*WORK INSTRUCTION 1*: Name every person mentioned in the news report below on SAP's leadership change.
*WORK INSTRUCTION 2*: Write the next few paragraphs of the report below on SAP naming a sole CEO, picking up after its final sentence.

*SUPPLIED TEXT*:
BERLIN (Reuters) – The coronavirus pandemic brought a six-month experiment in dual leadership at SAP <SAPG.DE> to an abrupt end as the German business software group named Christian Klein as its sole CEO to provide clarity to its 400,000 clients.

Klein will assume full responsibility while Jennifer Morgan, who was appointed alongside him last autumn to jointly run the world’s largest enterprise software company, will leave on April 30.

“What we figured out is that we have a responsibility to give our customers clear guidance,” Klein, 39, told reporters on Tuesday.

American Morgan, 48, became the first woman CEO of a blue-chip German company but her tenure was cut short by the sudden slowdown that struck in March as coronavirus spread around the world.

SAP confirmed results pre-released on April 8, when it reported a 1% gain in quarterly operating profits and cut its forecast for earnings to show an expected decline this year of between 1% and 6%.

Finance chief Luka Mucic said demand would decline in the second quarter but anticipated an improvement from the third quarter as governments gradually lift lockdowns that have hurt economic activity.

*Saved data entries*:
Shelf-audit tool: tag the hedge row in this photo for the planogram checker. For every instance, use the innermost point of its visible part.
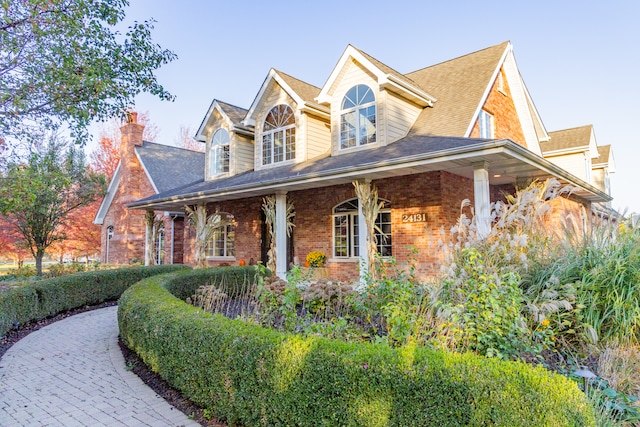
(249, 375)
(232, 280)
(48, 297)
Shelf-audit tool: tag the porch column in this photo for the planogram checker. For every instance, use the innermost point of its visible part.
(482, 198)
(148, 236)
(281, 234)
(363, 244)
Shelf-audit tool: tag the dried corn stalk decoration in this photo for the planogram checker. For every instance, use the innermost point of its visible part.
(368, 199)
(205, 227)
(154, 224)
(269, 209)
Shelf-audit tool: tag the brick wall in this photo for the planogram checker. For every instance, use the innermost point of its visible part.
(127, 243)
(500, 105)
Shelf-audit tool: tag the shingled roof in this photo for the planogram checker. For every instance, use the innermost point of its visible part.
(170, 167)
(235, 114)
(306, 91)
(459, 85)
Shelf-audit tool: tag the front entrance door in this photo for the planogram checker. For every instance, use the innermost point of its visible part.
(265, 243)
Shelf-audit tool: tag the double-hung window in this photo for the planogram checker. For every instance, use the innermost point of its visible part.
(346, 230)
(279, 135)
(219, 153)
(358, 117)
(222, 242)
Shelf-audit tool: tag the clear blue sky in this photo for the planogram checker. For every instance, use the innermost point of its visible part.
(579, 59)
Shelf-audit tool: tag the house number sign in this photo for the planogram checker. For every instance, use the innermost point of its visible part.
(419, 217)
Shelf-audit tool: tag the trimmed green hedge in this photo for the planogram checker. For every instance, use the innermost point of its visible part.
(249, 375)
(48, 297)
(232, 280)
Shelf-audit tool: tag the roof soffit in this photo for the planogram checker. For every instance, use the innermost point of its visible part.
(108, 198)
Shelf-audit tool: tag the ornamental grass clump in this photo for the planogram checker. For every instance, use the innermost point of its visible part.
(316, 259)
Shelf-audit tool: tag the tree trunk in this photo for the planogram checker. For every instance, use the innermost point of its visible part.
(39, 256)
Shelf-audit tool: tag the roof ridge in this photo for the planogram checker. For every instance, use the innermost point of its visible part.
(376, 61)
(572, 128)
(171, 146)
(229, 104)
(295, 78)
(460, 57)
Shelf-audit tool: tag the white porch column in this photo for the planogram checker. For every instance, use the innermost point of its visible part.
(281, 234)
(363, 244)
(148, 233)
(482, 198)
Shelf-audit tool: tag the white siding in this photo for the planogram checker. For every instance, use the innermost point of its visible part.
(573, 163)
(400, 116)
(318, 136)
(352, 75)
(598, 179)
(242, 153)
(276, 95)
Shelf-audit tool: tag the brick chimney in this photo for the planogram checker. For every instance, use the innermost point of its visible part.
(131, 170)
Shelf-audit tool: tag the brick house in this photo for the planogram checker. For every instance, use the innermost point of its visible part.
(462, 129)
(145, 169)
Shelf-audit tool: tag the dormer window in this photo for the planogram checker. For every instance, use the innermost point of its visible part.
(279, 135)
(486, 125)
(219, 153)
(358, 117)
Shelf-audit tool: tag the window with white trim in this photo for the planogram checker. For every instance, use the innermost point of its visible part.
(219, 153)
(346, 230)
(279, 135)
(159, 246)
(485, 123)
(358, 117)
(222, 242)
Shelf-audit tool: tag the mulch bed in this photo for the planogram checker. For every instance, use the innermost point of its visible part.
(150, 378)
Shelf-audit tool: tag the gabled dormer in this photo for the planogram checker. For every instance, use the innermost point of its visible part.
(572, 149)
(371, 104)
(290, 127)
(229, 144)
(480, 95)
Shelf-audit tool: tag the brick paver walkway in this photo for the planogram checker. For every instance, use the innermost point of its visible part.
(72, 373)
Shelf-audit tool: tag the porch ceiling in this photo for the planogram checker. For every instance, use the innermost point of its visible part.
(507, 162)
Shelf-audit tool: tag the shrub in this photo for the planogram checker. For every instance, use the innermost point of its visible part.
(250, 375)
(316, 258)
(48, 297)
(480, 311)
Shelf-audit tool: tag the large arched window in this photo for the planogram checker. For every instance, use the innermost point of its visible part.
(346, 229)
(219, 153)
(222, 242)
(159, 246)
(279, 135)
(358, 117)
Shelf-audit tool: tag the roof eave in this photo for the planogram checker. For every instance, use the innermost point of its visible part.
(471, 152)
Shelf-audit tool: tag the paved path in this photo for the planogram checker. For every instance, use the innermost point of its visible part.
(72, 373)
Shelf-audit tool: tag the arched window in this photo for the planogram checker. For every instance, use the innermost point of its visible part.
(219, 153)
(159, 246)
(346, 229)
(358, 117)
(279, 135)
(222, 242)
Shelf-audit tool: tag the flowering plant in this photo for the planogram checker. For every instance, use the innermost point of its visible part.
(316, 259)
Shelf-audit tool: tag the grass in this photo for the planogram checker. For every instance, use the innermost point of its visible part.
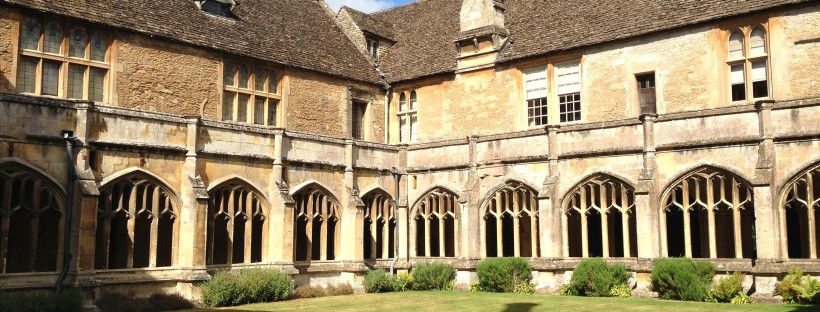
(466, 301)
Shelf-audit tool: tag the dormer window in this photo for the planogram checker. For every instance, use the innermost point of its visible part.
(373, 47)
(217, 7)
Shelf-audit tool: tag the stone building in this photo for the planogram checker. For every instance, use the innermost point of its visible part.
(147, 144)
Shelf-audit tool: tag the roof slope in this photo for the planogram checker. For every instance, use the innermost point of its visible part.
(425, 30)
(297, 33)
(370, 23)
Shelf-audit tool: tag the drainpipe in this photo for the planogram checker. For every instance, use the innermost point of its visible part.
(396, 177)
(69, 138)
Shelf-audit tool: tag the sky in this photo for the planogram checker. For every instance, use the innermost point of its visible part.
(367, 6)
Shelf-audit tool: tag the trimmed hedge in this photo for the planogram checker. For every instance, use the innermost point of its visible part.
(683, 279)
(502, 274)
(432, 276)
(69, 300)
(595, 278)
(249, 286)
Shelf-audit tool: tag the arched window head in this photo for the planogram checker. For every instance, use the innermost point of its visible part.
(736, 45)
(757, 45)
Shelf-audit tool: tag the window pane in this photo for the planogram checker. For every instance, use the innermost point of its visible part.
(76, 78)
(402, 128)
(736, 45)
(96, 83)
(30, 40)
(259, 111)
(228, 72)
(413, 126)
(273, 82)
(27, 75)
(757, 46)
(259, 80)
(273, 105)
(244, 76)
(51, 78)
(53, 38)
(99, 46)
(568, 77)
(77, 42)
(227, 105)
(242, 108)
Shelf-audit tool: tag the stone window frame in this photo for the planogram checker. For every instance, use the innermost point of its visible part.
(63, 57)
(806, 182)
(253, 208)
(747, 60)
(15, 178)
(678, 196)
(407, 116)
(236, 91)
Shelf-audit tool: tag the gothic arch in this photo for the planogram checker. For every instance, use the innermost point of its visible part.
(510, 221)
(434, 226)
(379, 222)
(137, 222)
(237, 223)
(31, 219)
(317, 224)
(599, 218)
(702, 205)
(799, 211)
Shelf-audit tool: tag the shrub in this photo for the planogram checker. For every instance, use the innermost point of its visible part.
(798, 288)
(595, 278)
(376, 281)
(249, 286)
(503, 274)
(727, 288)
(41, 300)
(157, 302)
(432, 276)
(621, 291)
(682, 279)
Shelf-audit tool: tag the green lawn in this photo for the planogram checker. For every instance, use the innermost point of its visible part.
(466, 301)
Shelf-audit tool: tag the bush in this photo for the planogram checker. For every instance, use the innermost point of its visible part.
(798, 288)
(682, 279)
(41, 301)
(249, 286)
(157, 302)
(503, 274)
(595, 278)
(376, 281)
(432, 276)
(727, 288)
(621, 291)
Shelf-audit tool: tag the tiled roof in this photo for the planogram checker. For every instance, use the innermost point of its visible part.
(370, 23)
(425, 30)
(297, 33)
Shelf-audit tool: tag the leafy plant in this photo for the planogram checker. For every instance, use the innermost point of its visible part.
(595, 278)
(682, 279)
(503, 274)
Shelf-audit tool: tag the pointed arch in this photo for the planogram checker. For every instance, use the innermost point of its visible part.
(317, 223)
(237, 224)
(799, 210)
(434, 224)
(510, 221)
(137, 222)
(599, 218)
(702, 205)
(379, 222)
(31, 219)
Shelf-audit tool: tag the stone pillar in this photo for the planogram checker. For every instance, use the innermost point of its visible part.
(766, 207)
(646, 205)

*ANSWER 1*: Christian Klein, Jennifer Morgan, Luka Mucic

*ANSWER 2*:
SAP remains strongly cash generative and will slow hiring and restrict discretionary spending to ride out the crisis. It will not seek state aid or put any of its 100,000 on short-time work, Mucic said.

The company will conduct no further share buybacks in 2020 having completed a repurchase program worth 1.5 billion euros ($1.6 billion), he added.

SAP stood by its mid-term goal of expanding profit margins by one percentage point per year through 2023 as more customers switch to running business processes like finance or supply chain management on cloud-based servers.

“We are very confident that we will again emerge as a stronger company and clear leader after the crisis,” said Mucic, who recently received a contract extension.